Tasks for this exercise.
[a] Copy everything from "If February 1st" down to "are students designing?" in the passage about the CELERE Design Challenge, replacing "March and April" with "May and June".
[b] Extend the passage about the CELERE Design Challenge, picking up after its final line.

Dennis P. Stocker is a scientist at the NASA Glenn Research Center who studies flames using microgravity. He reached out with news about a design challenge that sounds like a great fit for teachers looking for ways students can get into real-world science – the Capillary Effects on Liquids Exploratory Research Experiments (CELERE) Design Challenge. We asked a few more questions about the opportunity and why it’s such a great fit for young scientists. For details, including how to submit your work before the February 1st deadline, click here.
If February 1st is too soon for your class, NASA is also accepting entries for runs of the tests in March and April. And, entries have a very good chance of selection. In 2014, 100% of the designs submitted were built and tested.
What are students designing?
Students design test cells with channels in which oil will rise when it’s placed in a microgravity environment. First, the test cell is placed in a small pool of oil in front of a video camera. Then the experiment is dropped down a tall shaft at Portland State University. A camera films the test cell as it falls for 2.1 seconds and records the behavior of the oil. While falling, the experiment experiences microgravity. Just like the Power Tower at Cedar Point or the Tower of Terror at DisneyWorld.
What’s the connection to space?

Records shown.
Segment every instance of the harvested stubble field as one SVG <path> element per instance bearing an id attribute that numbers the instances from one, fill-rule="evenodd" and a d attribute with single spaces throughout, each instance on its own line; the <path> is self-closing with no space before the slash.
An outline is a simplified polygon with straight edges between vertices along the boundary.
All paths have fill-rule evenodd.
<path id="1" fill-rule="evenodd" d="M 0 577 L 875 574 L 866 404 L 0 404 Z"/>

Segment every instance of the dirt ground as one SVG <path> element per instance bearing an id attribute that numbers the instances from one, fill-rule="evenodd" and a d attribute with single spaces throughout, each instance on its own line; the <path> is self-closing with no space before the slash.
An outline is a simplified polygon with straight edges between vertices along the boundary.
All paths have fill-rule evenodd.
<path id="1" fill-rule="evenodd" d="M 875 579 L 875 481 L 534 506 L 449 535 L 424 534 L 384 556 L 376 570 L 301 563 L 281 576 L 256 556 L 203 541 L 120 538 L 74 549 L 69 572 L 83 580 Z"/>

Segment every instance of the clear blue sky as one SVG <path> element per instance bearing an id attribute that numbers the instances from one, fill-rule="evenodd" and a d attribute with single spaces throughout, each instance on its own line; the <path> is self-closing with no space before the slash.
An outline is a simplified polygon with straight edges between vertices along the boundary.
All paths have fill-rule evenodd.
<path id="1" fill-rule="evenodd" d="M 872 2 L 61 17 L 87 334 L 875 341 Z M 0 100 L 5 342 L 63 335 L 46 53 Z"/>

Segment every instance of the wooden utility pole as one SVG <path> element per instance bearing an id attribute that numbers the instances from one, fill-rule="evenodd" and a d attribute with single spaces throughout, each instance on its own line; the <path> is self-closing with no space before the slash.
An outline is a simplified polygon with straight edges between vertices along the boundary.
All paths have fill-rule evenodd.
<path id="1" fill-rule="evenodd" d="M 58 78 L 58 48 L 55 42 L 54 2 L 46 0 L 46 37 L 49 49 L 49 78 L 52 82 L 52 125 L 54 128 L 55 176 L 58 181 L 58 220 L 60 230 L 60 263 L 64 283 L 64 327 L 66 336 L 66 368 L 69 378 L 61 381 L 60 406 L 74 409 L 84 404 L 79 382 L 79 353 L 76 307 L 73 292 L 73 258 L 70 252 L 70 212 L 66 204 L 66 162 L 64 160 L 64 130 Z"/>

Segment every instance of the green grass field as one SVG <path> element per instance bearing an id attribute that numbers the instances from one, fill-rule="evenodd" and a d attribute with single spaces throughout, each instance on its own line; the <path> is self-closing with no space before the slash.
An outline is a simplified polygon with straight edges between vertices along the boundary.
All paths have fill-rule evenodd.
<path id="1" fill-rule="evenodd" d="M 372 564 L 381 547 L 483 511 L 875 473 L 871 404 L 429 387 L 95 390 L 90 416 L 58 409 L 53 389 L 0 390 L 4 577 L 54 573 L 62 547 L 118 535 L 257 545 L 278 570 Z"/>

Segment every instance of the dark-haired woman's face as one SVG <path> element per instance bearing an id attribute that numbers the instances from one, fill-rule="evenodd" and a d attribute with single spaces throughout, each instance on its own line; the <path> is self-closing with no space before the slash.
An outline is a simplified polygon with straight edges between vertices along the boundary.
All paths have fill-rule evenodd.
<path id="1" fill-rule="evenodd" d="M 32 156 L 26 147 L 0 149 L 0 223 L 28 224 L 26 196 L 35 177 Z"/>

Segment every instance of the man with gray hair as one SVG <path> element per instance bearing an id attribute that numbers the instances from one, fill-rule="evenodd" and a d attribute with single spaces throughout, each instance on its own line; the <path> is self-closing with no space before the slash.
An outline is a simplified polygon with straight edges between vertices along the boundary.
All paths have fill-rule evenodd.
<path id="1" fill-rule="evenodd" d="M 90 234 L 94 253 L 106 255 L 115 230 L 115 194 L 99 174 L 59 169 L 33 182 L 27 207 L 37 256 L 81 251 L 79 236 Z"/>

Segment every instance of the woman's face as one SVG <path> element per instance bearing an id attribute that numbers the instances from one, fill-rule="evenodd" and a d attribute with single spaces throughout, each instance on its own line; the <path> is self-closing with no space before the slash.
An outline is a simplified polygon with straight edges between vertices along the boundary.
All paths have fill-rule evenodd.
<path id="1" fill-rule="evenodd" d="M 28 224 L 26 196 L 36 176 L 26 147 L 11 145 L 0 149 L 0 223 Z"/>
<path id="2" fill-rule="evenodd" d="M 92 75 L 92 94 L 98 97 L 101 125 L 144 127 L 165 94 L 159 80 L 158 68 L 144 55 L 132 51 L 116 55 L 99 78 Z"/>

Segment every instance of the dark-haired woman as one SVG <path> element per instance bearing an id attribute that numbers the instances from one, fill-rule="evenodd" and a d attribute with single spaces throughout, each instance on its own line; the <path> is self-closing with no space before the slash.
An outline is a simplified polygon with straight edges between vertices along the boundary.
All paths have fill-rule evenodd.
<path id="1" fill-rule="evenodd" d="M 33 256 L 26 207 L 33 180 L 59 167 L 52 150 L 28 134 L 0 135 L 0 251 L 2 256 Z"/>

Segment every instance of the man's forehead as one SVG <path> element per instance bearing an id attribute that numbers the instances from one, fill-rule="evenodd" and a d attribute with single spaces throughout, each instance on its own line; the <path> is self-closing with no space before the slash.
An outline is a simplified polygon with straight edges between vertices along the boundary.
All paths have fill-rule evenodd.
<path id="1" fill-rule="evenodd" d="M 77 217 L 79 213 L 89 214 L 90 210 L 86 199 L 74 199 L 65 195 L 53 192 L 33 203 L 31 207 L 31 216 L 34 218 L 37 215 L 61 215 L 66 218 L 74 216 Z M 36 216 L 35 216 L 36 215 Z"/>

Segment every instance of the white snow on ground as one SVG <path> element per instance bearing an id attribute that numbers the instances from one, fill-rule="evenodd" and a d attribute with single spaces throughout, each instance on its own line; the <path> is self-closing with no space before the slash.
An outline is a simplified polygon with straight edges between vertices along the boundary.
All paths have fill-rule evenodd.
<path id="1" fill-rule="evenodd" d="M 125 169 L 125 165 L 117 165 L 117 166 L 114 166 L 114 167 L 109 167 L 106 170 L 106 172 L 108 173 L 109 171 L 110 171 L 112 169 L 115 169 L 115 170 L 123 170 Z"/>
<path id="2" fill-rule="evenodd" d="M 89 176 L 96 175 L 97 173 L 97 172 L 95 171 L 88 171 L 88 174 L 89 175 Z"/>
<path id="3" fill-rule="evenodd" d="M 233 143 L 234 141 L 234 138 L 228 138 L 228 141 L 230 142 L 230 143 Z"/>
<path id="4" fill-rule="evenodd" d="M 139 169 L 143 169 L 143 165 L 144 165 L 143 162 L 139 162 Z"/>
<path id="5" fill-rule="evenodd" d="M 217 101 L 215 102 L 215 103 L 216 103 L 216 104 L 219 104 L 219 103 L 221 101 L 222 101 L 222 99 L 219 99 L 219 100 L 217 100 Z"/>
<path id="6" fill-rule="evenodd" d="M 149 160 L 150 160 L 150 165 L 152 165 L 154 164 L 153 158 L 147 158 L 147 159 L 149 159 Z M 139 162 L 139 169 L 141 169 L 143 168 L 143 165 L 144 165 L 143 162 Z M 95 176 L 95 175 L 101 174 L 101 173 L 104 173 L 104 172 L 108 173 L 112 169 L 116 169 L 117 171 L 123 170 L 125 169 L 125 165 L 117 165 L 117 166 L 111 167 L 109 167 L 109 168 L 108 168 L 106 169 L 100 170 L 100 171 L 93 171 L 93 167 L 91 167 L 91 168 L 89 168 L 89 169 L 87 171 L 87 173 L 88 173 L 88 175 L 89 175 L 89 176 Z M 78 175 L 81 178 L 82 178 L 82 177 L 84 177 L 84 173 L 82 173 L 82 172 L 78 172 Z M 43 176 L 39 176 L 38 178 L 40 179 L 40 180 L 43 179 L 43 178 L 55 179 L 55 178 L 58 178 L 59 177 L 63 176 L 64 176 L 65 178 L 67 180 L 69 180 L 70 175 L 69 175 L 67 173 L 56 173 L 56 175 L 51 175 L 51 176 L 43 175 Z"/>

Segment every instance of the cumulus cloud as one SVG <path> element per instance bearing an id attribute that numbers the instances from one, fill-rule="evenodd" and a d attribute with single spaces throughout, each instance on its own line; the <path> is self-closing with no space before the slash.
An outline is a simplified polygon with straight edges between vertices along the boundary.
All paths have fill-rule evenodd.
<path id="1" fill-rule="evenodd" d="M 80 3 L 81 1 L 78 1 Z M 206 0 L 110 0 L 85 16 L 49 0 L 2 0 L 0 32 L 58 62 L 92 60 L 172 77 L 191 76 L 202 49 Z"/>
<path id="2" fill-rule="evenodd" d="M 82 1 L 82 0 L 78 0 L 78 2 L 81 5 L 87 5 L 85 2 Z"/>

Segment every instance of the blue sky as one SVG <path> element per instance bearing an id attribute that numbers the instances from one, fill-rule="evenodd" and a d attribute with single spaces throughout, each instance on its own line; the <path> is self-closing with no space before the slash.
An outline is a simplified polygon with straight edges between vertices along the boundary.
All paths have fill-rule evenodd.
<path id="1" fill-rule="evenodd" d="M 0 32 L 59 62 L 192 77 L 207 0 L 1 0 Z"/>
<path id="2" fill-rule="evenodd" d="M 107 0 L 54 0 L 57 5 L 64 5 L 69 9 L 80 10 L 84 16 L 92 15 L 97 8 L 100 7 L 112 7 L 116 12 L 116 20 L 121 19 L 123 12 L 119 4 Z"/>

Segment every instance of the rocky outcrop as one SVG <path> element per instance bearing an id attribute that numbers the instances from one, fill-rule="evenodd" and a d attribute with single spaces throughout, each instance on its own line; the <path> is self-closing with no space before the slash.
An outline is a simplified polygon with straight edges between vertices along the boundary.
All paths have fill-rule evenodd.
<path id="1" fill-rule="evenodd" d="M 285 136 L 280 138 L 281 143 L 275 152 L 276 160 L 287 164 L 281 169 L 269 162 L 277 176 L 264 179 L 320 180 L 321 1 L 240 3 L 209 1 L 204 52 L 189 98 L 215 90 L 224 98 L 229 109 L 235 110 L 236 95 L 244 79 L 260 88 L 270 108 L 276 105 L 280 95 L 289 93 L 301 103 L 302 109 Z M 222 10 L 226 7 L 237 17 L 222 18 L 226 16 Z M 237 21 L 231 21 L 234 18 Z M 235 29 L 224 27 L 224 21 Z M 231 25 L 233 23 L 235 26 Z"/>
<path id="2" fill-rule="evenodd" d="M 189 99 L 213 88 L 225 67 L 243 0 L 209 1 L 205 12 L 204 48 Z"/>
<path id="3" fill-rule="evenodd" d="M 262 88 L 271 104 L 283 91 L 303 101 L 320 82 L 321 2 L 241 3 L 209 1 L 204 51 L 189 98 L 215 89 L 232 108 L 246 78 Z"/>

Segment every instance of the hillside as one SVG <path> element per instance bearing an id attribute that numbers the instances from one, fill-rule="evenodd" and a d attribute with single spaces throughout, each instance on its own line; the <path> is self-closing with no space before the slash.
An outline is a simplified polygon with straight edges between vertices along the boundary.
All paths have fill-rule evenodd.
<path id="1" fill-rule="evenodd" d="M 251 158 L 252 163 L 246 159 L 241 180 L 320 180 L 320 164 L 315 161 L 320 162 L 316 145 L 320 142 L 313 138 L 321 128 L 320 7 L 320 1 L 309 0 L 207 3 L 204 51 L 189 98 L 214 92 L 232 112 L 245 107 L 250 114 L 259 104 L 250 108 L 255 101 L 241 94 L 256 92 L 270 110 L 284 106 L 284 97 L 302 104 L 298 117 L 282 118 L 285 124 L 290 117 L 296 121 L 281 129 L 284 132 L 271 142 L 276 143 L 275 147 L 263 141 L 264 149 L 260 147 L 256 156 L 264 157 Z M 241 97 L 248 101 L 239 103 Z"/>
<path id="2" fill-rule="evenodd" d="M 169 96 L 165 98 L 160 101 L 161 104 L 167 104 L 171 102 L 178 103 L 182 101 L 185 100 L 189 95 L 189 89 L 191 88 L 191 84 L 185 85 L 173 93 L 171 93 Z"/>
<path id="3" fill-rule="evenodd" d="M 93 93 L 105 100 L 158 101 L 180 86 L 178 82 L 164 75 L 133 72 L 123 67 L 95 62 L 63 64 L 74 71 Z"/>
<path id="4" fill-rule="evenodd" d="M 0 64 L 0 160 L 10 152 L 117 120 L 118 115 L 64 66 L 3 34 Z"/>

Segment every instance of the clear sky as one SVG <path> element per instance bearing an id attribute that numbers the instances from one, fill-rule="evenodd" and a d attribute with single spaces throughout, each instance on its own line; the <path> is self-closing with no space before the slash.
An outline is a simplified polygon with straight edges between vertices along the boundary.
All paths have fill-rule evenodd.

Responses to the tasks.
[a]
If February 1st is too soon for your class, NASA is also accepting entries for runs of the tests in May and June. And, entries have a very good chance of selection. In 2014, 100% of the designs submitted were built and tested.
What are students designing?

[b]
This challenge is strongly related to the Capillary Flow Experiment (CFE) that the astronauts regularly conduct on the International Space Station. And the microgravity environment that is created in the drop tower is similar to that which the astronauts experience on the station. In both cases, apparent weightlessness, i.e., microgravity, is experienced because of the falling motion. Gravity at the altitude of the space station is only a little lower than at the surface of the Earth, where the astronauts float because of the falling motion of their orbit around the Earth.
Capillary action takes place when the molecules of a liquid are more attracted to a surface than to other liquid molecules. It is through this mechanism that water can climb to the top of trees. But gravity is pulling down on Earth, so the water will only rise through very small tubes called capillaries. But in microgravity, capillary action can happen in large channels making the experiments simpler. Understanding capillary action is also important for liquid systems in spacecraft. On Earth, we know that liquids go to the bottom because of gravity, but in microgravity, where it seems like there is no up or down, the liquids will move instead because of capillary action.
Why organize this project as a design challenge?
The purpose is to have an open-ended project, in which the students can create their own experiments. There is no fixed objective and the students can determine their own goals, where this emulates curiosity-driven research. NASA regularly asks for ideas for research, e.g., to conduct in space, and this program emulates that through its challenge for students to come up with their own experiments.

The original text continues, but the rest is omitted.